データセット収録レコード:
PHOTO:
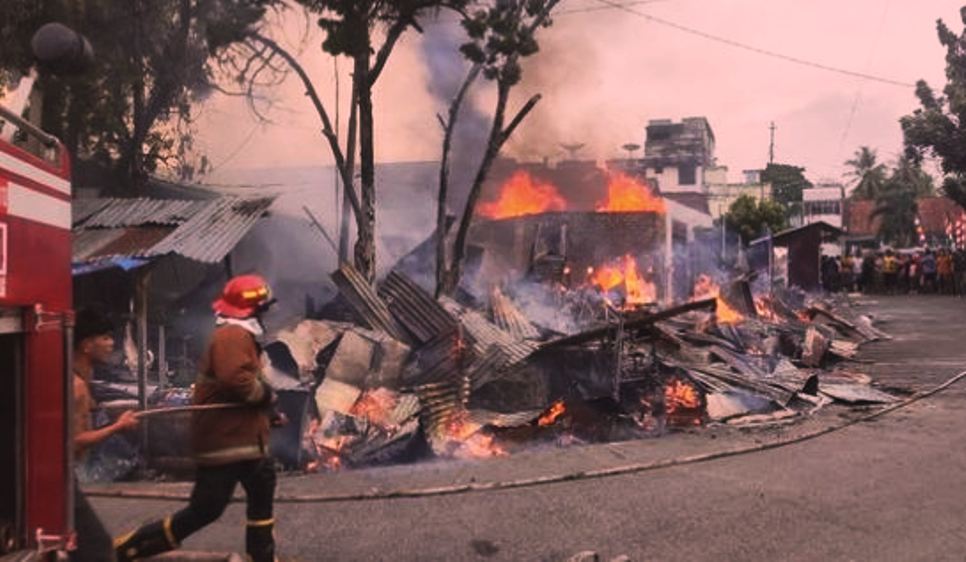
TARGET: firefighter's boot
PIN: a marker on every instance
(260, 540)
(153, 538)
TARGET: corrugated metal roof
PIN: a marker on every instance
(204, 231)
(415, 309)
(141, 212)
(210, 234)
(82, 209)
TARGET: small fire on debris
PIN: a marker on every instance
(523, 195)
(681, 399)
(637, 289)
(705, 288)
(764, 309)
(626, 194)
(552, 414)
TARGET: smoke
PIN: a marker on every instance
(447, 69)
(568, 73)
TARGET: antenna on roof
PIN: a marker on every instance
(572, 149)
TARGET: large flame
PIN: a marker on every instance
(706, 288)
(627, 194)
(637, 289)
(522, 195)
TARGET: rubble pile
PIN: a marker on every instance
(413, 376)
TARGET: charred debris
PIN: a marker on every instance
(394, 375)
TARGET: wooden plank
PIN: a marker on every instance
(633, 322)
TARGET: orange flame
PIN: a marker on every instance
(705, 288)
(627, 194)
(764, 309)
(638, 290)
(680, 395)
(681, 398)
(472, 442)
(522, 195)
(376, 406)
(551, 415)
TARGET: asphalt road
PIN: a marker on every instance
(892, 489)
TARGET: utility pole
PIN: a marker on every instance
(771, 145)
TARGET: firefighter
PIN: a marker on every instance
(230, 444)
(93, 345)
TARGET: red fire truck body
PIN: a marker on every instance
(35, 352)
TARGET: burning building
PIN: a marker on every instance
(603, 228)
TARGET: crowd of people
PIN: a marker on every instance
(941, 271)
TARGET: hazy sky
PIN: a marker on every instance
(604, 74)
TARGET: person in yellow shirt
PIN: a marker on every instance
(890, 272)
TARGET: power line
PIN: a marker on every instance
(724, 40)
(858, 91)
(602, 8)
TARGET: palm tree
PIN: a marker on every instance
(896, 201)
(867, 174)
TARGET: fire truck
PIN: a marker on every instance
(36, 472)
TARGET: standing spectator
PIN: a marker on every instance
(890, 272)
(902, 284)
(868, 272)
(845, 272)
(928, 272)
(959, 270)
(944, 271)
(915, 273)
(830, 273)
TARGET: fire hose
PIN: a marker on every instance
(181, 409)
(554, 478)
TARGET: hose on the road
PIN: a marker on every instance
(555, 478)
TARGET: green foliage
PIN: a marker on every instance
(132, 111)
(896, 202)
(750, 218)
(787, 183)
(867, 174)
(503, 32)
(938, 127)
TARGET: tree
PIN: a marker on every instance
(352, 28)
(867, 174)
(750, 218)
(501, 33)
(938, 127)
(896, 202)
(787, 183)
(132, 111)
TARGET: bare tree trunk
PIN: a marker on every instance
(350, 163)
(327, 130)
(365, 250)
(449, 128)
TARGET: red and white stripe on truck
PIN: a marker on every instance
(35, 300)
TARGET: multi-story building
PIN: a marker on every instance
(722, 194)
(679, 158)
(823, 203)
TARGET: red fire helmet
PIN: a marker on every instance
(243, 296)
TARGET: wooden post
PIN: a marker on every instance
(162, 358)
(141, 285)
(668, 260)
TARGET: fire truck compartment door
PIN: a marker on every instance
(11, 321)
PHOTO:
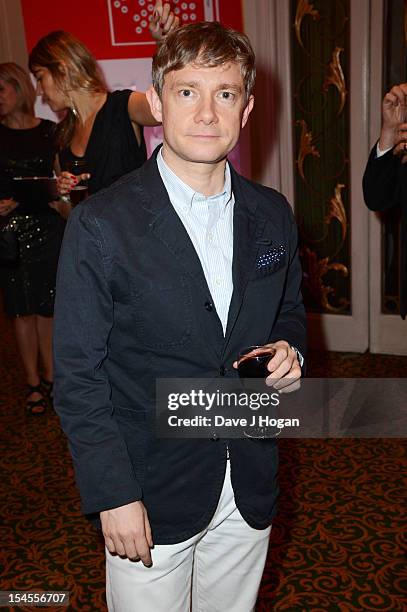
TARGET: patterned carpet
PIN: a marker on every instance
(338, 543)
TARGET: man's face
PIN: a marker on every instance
(202, 111)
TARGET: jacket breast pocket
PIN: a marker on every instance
(270, 261)
(162, 314)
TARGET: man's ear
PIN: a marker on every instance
(248, 109)
(155, 104)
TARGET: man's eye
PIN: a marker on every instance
(227, 95)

▶ 依頼内容
上記の行をすべて、1行を1つの文字列とするJSONリストで表してください。空行と画像は含めないでください。

▶ 記述回答
[
  "PHOTO:",
  "TARGET: firefighter's boot",
  "PIN: a marker on every instance",
  "(260, 540)",
  "(153, 538)",
  "TARGET: corrugated metal roof",
  "PIN: a marker on every instance",
  "(204, 231)",
  "(415, 309)",
  "(141, 212)",
  "(210, 234)",
  "(82, 209)",
  "TARGET: small fire on debris",
  "PIN: a marker on every instance",
  "(523, 195)",
  "(681, 399)",
  "(637, 289)",
  "(705, 288)",
  "(764, 309)",
  "(626, 194)",
  "(552, 414)",
  "TARGET: smoke",
  "PIN: a marker on every instance",
  "(447, 69)",
  "(568, 73)",
  "TARGET: antenna on roof",
  "PIN: a marker on every instance",
  "(572, 149)",
  "TARGET: large flame",
  "PIN: a marker on every instance",
  "(706, 288)",
  "(627, 194)",
  "(637, 289)",
  "(522, 195)",
  "TARGET: rubble pile",
  "PIN: a marker on every instance",
  "(413, 376)",
  "TARGET: charred debris",
  "PIN: a marker on every instance",
  "(394, 375)",
  "TARGET: wooden plank",
  "PIN: a marker on every instance",
  "(633, 322)",
  "TARGET: orange flame",
  "PIN: a marker on every instance",
  "(705, 288)",
  "(627, 194)",
  "(764, 309)",
  "(638, 290)",
  "(680, 395)",
  "(681, 398)",
  "(472, 442)",
  "(522, 195)",
  "(376, 406)",
  "(551, 415)",
  "TARGET: asphalt road",
  "PIN: a marker on every instance",
  "(892, 489)",
  "TARGET: utility pole",
  "PIN: a marker on every instance",
  "(771, 145)",
  "TARGET: firefighter",
  "PIN: a marker on every instance",
  "(230, 444)",
  "(93, 345)",
  "TARGET: red fire truck body",
  "PIN: a marker on every instance",
  "(35, 352)",
  "TARGET: burning building",
  "PIN: a marker on every instance",
  "(603, 228)",
  "TARGET: crowd of people",
  "PIN: a marker on every instance",
  "(941, 271)",
  "TARGET: hazy sky",
  "PIN: a marker on every instance",
  "(604, 74)",
  "TARGET: person in yellow shirt",
  "PIN: a marker on every instance",
  "(890, 272)",
  "TARGET: power line",
  "PIN: a marker on every instance",
  "(724, 40)",
  "(858, 91)",
  "(602, 8)",
  "TARGET: palm tree",
  "PIN: a marker on every instance",
  "(896, 201)",
  "(867, 174)",
  "TARGET: fire truck",
  "PIN: a marker on every instance",
  "(36, 472)",
  "TARGET: standing spectator",
  "PIN: a marker on every instance",
  "(890, 272)",
  "(902, 284)",
  "(868, 272)",
  "(845, 272)",
  "(928, 272)",
  "(959, 270)",
  "(944, 271)",
  "(915, 273)",
  "(830, 273)",
  "TARGET: fire hose",
  "PIN: a marker on every instance",
  "(181, 409)",
  "(554, 478)",
  "TARGET: hose on the road",
  "PIN: a marker on every instance",
  "(555, 478)",
  "TARGET: green foliage",
  "PIN: a marker on every instance",
  "(132, 111)",
  "(896, 202)",
  "(750, 218)",
  "(787, 183)",
  "(867, 174)",
  "(503, 32)",
  "(938, 127)",
  "TARGET: tree",
  "PIN: a marker on every instance",
  "(352, 28)",
  "(867, 174)",
  "(750, 218)",
  "(501, 33)",
  "(938, 127)",
  "(896, 202)",
  "(787, 183)",
  "(132, 111)",
  "TARGET: bare tree trunk",
  "PIN: a marker on every instance",
  "(350, 163)",
  "(327, 130)",
  "(365, 250)",
  "(449, 128)",
  "TARGET: red and white stripe on truck",
  "PIN: a marker on every instance",
  "(35, 300)",
  "TARGET: multi-story building",
  "PIN: a marker on every instance",
  "(722, 194)",
  "(679, 158)",
  "(823, 203)",
  "TARGET: red fire helmet",
  "PIN: a marker on every instance",
  "(243, 296)",
  "TARGET: wooden post",
  "PIN: a marker on every instance",
  "(162, 358)",
  "(141, 285)",
  "(668, 260)",
  "TARGET: fire truck compartment door",
  "PIN: a marker on every instance",
  "(11, 321)",
  "PHOTO:",
  "TARGET: patterned carpet",
  "PIN: a marker on every instance",
  "(338, 543)",
  "TARGET: man's face",
  "PIN: a marker on every instance",
  "(202, 111)",
  "TARGET: jacket breast pocket",
  "PIN: a marker on every instance",
  "(270, 261)",
  "(162, 314)",
  "TARGET: man's ear",
  "PIN: a marker on every instance",
  "(248, 109)",
  "(155, 104)",
  "TARGET: man's eye",
  "PIN: a marker on every instance",
  "(227, 95)"
]